> Exercise task: Reproduce each line of the listing exactly.

>> Begin Data for this task

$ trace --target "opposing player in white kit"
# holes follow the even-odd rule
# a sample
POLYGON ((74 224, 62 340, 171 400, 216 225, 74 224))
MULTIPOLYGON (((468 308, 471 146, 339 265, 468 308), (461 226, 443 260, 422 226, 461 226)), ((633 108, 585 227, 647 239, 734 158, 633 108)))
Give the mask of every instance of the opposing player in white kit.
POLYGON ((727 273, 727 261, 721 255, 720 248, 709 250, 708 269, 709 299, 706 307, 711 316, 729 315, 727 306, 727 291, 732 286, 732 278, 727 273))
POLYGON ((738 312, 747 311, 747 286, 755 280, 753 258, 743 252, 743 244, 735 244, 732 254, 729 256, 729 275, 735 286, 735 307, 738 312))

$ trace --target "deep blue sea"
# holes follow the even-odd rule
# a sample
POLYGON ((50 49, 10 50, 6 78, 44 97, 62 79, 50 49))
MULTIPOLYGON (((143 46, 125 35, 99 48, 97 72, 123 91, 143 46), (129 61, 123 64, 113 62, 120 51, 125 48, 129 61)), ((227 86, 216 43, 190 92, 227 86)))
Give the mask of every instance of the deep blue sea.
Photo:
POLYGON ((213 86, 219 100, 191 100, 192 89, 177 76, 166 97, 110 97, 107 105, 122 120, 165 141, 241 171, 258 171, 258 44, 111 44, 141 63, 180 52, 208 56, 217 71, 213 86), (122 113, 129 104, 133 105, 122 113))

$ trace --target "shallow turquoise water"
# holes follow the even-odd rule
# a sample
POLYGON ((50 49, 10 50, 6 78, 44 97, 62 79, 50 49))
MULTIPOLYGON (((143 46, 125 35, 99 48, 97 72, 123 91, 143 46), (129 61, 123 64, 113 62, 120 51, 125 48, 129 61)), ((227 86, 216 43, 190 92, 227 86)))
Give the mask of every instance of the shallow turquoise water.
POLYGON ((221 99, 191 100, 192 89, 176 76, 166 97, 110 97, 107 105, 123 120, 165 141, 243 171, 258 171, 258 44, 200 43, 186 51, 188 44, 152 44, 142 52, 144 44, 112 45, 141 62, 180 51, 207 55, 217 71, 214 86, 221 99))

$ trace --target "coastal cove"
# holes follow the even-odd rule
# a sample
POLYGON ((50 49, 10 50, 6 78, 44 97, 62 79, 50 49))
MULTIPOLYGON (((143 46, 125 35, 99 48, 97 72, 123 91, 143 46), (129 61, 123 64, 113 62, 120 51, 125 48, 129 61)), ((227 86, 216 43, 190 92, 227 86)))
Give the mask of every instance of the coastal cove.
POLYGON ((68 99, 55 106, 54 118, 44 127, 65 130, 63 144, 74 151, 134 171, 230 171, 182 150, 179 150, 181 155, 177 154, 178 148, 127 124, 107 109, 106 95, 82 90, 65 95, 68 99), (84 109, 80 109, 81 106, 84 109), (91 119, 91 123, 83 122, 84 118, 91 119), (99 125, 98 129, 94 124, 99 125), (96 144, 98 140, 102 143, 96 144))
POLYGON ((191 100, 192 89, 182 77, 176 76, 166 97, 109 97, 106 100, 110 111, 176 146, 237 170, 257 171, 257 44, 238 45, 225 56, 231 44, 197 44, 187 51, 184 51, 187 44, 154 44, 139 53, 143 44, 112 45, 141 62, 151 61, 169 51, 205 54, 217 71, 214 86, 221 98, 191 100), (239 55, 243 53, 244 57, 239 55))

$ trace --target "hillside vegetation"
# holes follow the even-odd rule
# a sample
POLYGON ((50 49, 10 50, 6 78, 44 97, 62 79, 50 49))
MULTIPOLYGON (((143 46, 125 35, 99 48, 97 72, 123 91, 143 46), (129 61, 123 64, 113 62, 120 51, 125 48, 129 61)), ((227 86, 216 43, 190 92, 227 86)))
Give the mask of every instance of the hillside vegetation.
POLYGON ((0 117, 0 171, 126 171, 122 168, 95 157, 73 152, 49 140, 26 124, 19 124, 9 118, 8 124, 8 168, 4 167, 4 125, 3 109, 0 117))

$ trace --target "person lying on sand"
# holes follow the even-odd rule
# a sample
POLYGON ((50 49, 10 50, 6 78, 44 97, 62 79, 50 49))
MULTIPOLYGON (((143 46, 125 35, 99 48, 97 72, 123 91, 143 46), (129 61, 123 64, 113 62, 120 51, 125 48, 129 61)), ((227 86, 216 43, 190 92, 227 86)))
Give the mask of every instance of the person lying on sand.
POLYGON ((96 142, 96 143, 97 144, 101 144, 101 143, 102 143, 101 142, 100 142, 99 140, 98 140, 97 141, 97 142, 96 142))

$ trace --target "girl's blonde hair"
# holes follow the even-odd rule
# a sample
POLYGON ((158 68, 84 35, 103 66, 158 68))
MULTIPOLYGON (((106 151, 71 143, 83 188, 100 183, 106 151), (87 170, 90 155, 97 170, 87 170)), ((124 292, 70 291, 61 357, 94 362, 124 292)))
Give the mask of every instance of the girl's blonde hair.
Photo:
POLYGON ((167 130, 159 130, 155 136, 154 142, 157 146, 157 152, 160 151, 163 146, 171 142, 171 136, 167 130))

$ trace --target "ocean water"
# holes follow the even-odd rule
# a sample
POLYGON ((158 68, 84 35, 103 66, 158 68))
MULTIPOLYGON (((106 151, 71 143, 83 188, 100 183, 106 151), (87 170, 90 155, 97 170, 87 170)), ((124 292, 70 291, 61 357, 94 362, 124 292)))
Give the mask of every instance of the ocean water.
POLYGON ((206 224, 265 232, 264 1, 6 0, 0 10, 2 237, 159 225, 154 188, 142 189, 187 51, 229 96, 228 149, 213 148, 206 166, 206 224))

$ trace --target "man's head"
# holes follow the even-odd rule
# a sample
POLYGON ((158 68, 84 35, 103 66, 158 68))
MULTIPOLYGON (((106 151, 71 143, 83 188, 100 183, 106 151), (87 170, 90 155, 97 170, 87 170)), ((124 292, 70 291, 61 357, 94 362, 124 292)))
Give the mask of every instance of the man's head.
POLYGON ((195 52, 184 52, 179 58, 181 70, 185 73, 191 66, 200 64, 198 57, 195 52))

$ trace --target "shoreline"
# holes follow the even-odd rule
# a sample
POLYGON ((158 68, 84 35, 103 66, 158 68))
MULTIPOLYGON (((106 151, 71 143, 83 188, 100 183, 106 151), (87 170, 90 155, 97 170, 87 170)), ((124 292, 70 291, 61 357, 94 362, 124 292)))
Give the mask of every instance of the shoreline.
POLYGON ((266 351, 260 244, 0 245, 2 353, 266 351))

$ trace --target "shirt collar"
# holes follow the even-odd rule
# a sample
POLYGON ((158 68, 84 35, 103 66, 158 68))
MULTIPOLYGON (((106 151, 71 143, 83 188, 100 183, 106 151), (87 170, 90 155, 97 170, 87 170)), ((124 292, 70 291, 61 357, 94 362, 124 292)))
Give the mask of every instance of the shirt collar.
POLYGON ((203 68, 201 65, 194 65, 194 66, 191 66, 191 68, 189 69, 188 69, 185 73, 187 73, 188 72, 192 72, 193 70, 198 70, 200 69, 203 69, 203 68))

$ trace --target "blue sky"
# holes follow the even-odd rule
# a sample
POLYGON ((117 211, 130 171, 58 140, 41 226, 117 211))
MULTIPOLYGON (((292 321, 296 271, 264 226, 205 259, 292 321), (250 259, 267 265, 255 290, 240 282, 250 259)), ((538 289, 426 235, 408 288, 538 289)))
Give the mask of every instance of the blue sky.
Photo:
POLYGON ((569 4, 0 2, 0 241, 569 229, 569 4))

>> End Data for this task

> Correct result:
$ trace --target "opposing player in white kit"
# holes follow the even-odd rule
# a sample
POLYGON ((74 224, 62 340, 171 400, 216 225, 74 224))
MULTIPOLYGON (((468 308, 471 146, 339 265, 468 308), (461 226, 443 260, 422 226, 461 226)), ((633 108, 585 227, 647 239, 734 158, 633 108)))
Give the mask of every instance of the opposing player in white kit.
POLYGON ((727 273, 727 261, 721 255, 720 248, 709 250, 708 269, 709 299, 706 307, 711 316, 729 315, 727 306, 727 291, 732 286, 732 278, 727 273))
POLYGON ((738 312, 747 311, 747 286, 755 280, 753 258, 743 252, 743 244, 735 244, 732 254, 729 256, 729 275, 735 286, 735 307, 738 312))

$ trace --target "deep blue sea"
# holes follow the even-odd rule
# a sample
POLYGON ((50 49, 10 50, 6 78, 44 97, 62 79, 50 49))
MULTIPOLYGON (((143 46, 125 35, 99 48, 97 72, 123 91, 143 46), (129 61, 123 64, 113 62, 120 51, 125 48, 129 61)), ((227 86, 216 43, 190 92, 227 86)))
Give the mask of every instance of the deep blue sea.
Photo:
POLYGON ((213 86, 219 100, 191 100, 192 89, 177 76, 166 97, 110 97, 107 105, 122 120, 165 141, 241 171, 258 171, 258 44, 111 44, 141 63, 180 52, 208 56, 217 71, 213 86), (122 113, 129 104, 133 105, 122 113))

$ trace --target "shallow turquoise water"
# holes follow the even-odd rule
# a sample
POLYGON ((50 49, 10 50, 6 78, 44 97, 62 79, 50 49))
MULTIPOLYGON (((143 46, 125 35, 99 48, 97 72, 123 91, 143 46), (129 61, 123 64, 113 62, 120 51, 125 48, 129 61)), ((227 86, 216 43, 190 92, 227 86)))
Give the mask of every instance of the shallow turquoise water.
POLYGON ((221 99, 191 100, 192 89, 176 76, 166 97, 110 97, 107 105, 123 120, 165 141, 243 171, 258 171, 258 44, 200 43, 186 51, 188 44, 152 44, 142 52, 144 44, 112 45, 141 62, 180 51, 207 55, 217 71, 214 86, 221 99))

$ trace --target "coastal cove"
# holes follow the even-odd rule
# a sample
POLYGON ((50 49, 10 50, 6 78, 44 97, 62 79, 50 49))
MULTIPOLYGON (((143 46, 125 35, 99 48, 97 72, 123 91, 143 46), (129 61, 123 64, 113 62, 120 51, 125 48, 129 61)), ((227 86, 216 43, 190 92, 227 86)))
Give the mask of every instance of the coastal cove.
POLYGON ((68 99, 55 106, 54 118, 44 127, 65 130, 63 144, 74 151, 134 171, 230 171, 182 150, 179 150, 181 155, 177 154, 178 148, 127 124, 107 109, 106 95, 82 90, 65 95, 68 99), (84 109, 80 109, 81 106, 84 109), (91 119, 91 123, 83 122, 84 118, 91 119), (99 125, 98 129, 94 124, 99 125), (96 144, 98 140, 102 143, 96 144))
POLYGON ((191 100, 192 89, 182 77, 176 76, 166 97, 109 97, 106 100, 110 111, 176 146, 237 170, 257 171, 257 44, 238 45, 225 56, 231 44, 197 44, 187 51, 184 51, 187 44, 154 44, 139 53, 143 44, 112 45, 141 62, 151 61, 169 51, 205 54, 217 71, 214 86, 221 98, 191 100), (239 55, 243 53, 244 57, 239 55))

$ trace --target "hillside vegetation"
# holes follow the even-odd rule
# a sample
POLYGON ((50 49, 10 50, 6 78, 44 97, 62 79, 50 49))
MULTIPOLYGON (((143 46, 125 35, 99 48, 97 72, 123 91, 143 46), (129 61, 123 64, 113 62, 120 51, 125 48, 129 61)), ((227 86, 216 43, 190 92, 227 86)))
Give the mask of every instance of the hillside vegetation.
POLYGON ((0 117, 0 171, 126 171, 122 168, 95 157, 73 152, 49 140, 26 124, 19 124, 9 118, 8 124, 8 168, 4 167, 4 125, 3 109, 0 117))

$ trace --target "person lying on sand"
# holes follow the even-odd rule
# a sample
POLYGON ((50 49, 10 50, 6 78, 44 97, 62 79, 50 49))
MULTIPOLYGON (((143 46, 125 35, 99 48, 97 72, 123 91, 143 46), (129 61, 123 64, 113 62, 120 51, 125 48, 129 61)), ((227 86, 216 43, 190 92, 227 86)))
Give the mask of every instance of the person lying on sand.
POLYGON ((96 142, 96 143, 97 144, 101 144, 101 143, 102 143, 101 142, 100 142, 99 140, 98 140, 97 141, 97 142, 96 142))

$ trace --target "girl's blonde hair"
# holes follow the even-odd rule
# a sample
POLYGON ((158 68, 84 35, 103 66, 158 68))
MULTIPOLYGON (((106 151, 71 143, 83 188, 100 183, 106 151), (87 170, 90 155, 97 170, 87 170)), ((124 292, 70 291, 61 357, 94 362, 124 292)))
Give the mask of every instance of the girl's blonde hair.
Photo:
POLYGON ((167 130, 159 130, 155 136, 154 142, 157 146, 157 152, 160 151, 163 146, 171 142, 171 136, 167 130))

$ trace --target "ocean water"
# holes follow the even-odd rule
# a sample
POLYGON ((158 68, 84 35, 103 66, 158 68))
MULTIPOLYGON (((106 151, 71 143, 83 188, 100 183, 106 151), (87 170, 90 155, 97 170, 87 170)), ((124 292, 70 291, 61 357, 94 362, 124 292)))
Give the mask of every instance of the ocean water.
POLYGON ((206 224, 265 232, 264 1, 6 0, 0 10, 2 237, 159 225, 154 188, 142 189, 187 51, 229 96, 228 149, 213 148, 206 166, 206 224))

$ trace --target "man's head"
# holes follow the even-odd rule
# a sample
POLYGON ((158 68, 84 35, 103 66, 158 68))
MULTIPOLYGON (((106 151, 71 143, 83 188, 100 183, 106 151), (87 170, 90 155, 97 170, 87 170)), ((124 292, 70 291, 61 357, 94 362, 124 292)))
Give the mask of every instance of the man's head.
POLYGON ((195 52, 184 52, 179 58, 181 70, 185 73, 191 66, 200 64, 198 57, 195 52))

$ trace --target "shoreline"
# holes follow the even-odd rule
# a sample
POLYGON ((158 68, 84 35, 103 66, 158 68))
MULTIPOLYGON (((106 151, 71 143, 83 188, 100 183, 106 151), (87 170, 90 155, 97 170, 87 170)), ((124 292, 70 291, 61 357, 94 362, 124 292)))
Give the mask of every instance of the shoreline.
POLYGON ((266 351, 260 244, 0 245, 2 353, 266 351))

$ trace --target "shirt collar"
# holes follow the even-odd rule
# a sample
POLYGON ((158 68, 84 35, 103 66, 158 68))
MULTIPOLYGON (((106 151, 71 143, 83 188, 100 183, 106 151), (87 170, 90 155, 97 170, 87 170)), ((124 292, 70 291, 61 357, 94 362, 124 292)))
Give the mask of every instance of the shirt collar.
POLYGON ((203 68, 201 65, 194 65, 194 66, 191 66, 191 68, 189 69, 188 69, 185 73, 187 73, 188 72, 192 72, 193 70, 198 70, 200 69, 203 69, 203 68))

$ trace --target "blue sky"
# holes follow the even-odd rule
# a sample
POLYGON ((117 211, 130 171, 58 140, 41 226, 117 211))
MULTIPOLYGON (((292 321, 296 271, 264 226, 205 259, 292 321), (250 259, 267 265, 255 290, 240 282, 250 259)), ((538 289, 426 235, 408 288, 538 289)))
Give the mask of every instance of the blue sky.
Photo:
POLYGON ((569 4, 0 2, 0 241, 569 229, 569 4))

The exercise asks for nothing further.